Here’s where things start to get a bit more serious, particularly on the general liability front.  Here’s why:

  • When the product is in the hands of the consumer, he or she can be injured directly by the product (rather than, say, slipping and falling in the company’s office).  This requires “products liability” coverage, a sublimit contained within a GL policy.
  • The company will become the de facto “manufacturer” of the product if a) selling the product under its own label or b) the contracted manufacturer is not based in the US.  Manufacturers are seriously exposed to lawsuits for defective products.
  • Products liability coverage is consistently excluded from the basic business insurance policy that companies need pre-launch when a manufacturing risk is present.

Due to these factors, it’s necessary for Internet of Things companies obtain a standalone products liability insurance.  The BOP policy from pre-launch will almost certainly not be willing to include this risk in the coverage for the reason stated above.  The combination of the BOP insurance and the products liability insurance will ensure that all GL/Property risks are covered at this stage.

If not in place already, this is also the time to obtain an Errors and Omissions and Cyber Liability policy.  A good errors and omissions insurance policy (“E&O”) covers a wide range of “professional” mistakes the company can make.  This can include claims from vendors that the company didn’t perform as promised or claims for losses sustained by customers/venders due to glitches in the product itself.  Imagine if Nest malfunctioned and jacked up the heat in someone’s home, causing their energy bill to skyrocket.  This would be an example of a glitch giving rise to an E&O claim.

Dataset records on where objects are located:

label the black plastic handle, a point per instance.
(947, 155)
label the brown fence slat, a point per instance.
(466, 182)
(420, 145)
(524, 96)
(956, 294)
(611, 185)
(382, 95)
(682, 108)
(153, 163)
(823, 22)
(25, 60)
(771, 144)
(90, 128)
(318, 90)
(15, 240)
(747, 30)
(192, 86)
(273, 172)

◆ **Problem set**
(1) Please summarize the passage on insurance for Internet of Things companies in two sentences.
(2) Carry the passage on insurance for Internet of Things companies forward from its final sentence, writing the part that comes next.

◆ **Outputs for the tasks**
(1) Once a product is in consumers' hands, a company can face direct injury claims and may be treated as the manufacturer, and because the basic business policy excludes products liability, Internet of Things companies need standalone products liability insurance alongside the BOP. This is also the time to obtain Errors and Omissions and Cyber Liability policies, with E&O covering a wide range of professional mistakes, such as vendor claims that the company did not perform as promised or losses caused by glitches in the product.

(2)
Cyber liability also becomes more important at this point.  If all goes well, the company will be acquiring tons of new customers/users post-launch.  As more customer data is collected and the company gains more traction, there’s greater risk of data leaks, whether malicious or accidental.  There are some great providers in this space that offer comprehensive E&O/Cyber packages that cover both service-based and glitch-based claims.  This makes securing E&O/Cyber insurance for internet of things companies fairly stress-free.

3. Raising institutional capital

Back when the company was pre-launch, there was a chance that the your landlord contractually required a GL policy.  Here’s another moment in time where insurance will be contractually required.  Institutional investors typically require portfolio companies to carry two different kinds of insurance: directors and officers insurance (“D&O”) and key man life insurance.

D&O insurance is designed to cover the personal assets of directors and officers when sued for an action taken in their role as director or officer.  Your institutional investors will almost always require a board seat, and therefore they’ll almost always require D&O insurance to make sure they’re personally covered.  D&O insurance shouldn’t be perceived as just a pesky requirement though.  Remember: it covers ALL directors and officers, so founders clearly reap the benefits of D&O coverage as well.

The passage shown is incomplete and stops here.